Text shown:
· · · ·

The results are somewhat inconsistent due to the inconsistency of the RSSI values returned from the iBeacons.

I will still need to add code to select the correct point somehow (it gives two results).

- (CGPoint)getBilaterationWithBeacon1:(BBBeacon *)beacon1 Beacon2:(BBBeacon *)beacon2 {
    float x0 = beacon1.locationX;
    float y0 = beacon1.locationY;
    float r0 = beacon1.filteredDistance;
    float x1 = beacon2.locationX;
    float y1 = beacon2.locationY;
    float r1 = beacon2.filteredDistance;

    float a, dx, dy, d, h, rx, ry;
    float x2, y2;

    /* dx and dy are the vertical and horizontal distances between
     * the circle centers.

· · · ·

Extracted records:

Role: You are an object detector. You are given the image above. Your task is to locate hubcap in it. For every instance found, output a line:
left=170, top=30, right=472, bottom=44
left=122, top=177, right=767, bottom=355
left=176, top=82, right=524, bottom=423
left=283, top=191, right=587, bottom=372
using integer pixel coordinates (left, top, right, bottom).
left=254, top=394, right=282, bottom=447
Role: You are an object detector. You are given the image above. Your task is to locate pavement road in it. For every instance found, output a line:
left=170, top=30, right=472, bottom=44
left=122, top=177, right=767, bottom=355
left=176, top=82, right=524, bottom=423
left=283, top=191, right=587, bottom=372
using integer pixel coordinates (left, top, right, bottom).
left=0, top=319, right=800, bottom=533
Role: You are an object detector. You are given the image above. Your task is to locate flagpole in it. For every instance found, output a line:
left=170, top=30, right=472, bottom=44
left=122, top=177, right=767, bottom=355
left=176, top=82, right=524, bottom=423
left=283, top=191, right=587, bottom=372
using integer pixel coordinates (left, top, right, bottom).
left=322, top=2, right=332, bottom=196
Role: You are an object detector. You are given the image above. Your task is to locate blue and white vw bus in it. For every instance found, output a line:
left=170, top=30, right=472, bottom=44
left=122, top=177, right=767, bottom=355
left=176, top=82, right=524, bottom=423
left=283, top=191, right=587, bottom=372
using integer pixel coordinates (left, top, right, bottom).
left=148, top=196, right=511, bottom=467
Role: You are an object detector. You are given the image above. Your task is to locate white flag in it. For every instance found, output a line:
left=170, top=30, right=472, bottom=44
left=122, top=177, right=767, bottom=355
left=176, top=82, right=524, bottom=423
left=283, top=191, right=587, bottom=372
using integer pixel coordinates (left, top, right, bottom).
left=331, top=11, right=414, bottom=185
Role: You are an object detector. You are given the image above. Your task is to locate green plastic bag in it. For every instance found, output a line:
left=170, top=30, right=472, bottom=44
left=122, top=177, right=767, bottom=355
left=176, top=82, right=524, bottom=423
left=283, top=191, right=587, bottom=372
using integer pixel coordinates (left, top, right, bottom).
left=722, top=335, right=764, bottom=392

· · · ·

Instructions to follow: Reproduce the bilateration code starting with "- (CGPoint)getBilaterationWithBeacon1:(BBBeacon *)beacon1" and going on through "the circle centers.", switching every "filteredDistance" to "smoothedDistance".

Task solution:
- (CGPoint)getBilaterationWithBeacon1:(BBBeacon *)beacon1 Beacon2:(BBBeacon *)beacon2 {
    float x0 = beacon1.locationX;
    float y0 = beacon1.locationY;
    float r0 = beacon1.smoothedDistance;
    float x1 = beacon2.locationX;
    float y1 = beacon2.locationY;
    float r1 = beacon2.smoothedDistance;

    float a, dx, dy, d, h, rx, ry;
    float x2, y2;

    /* dx and dy are the vertical and horizontal distances between
     * the circle centers.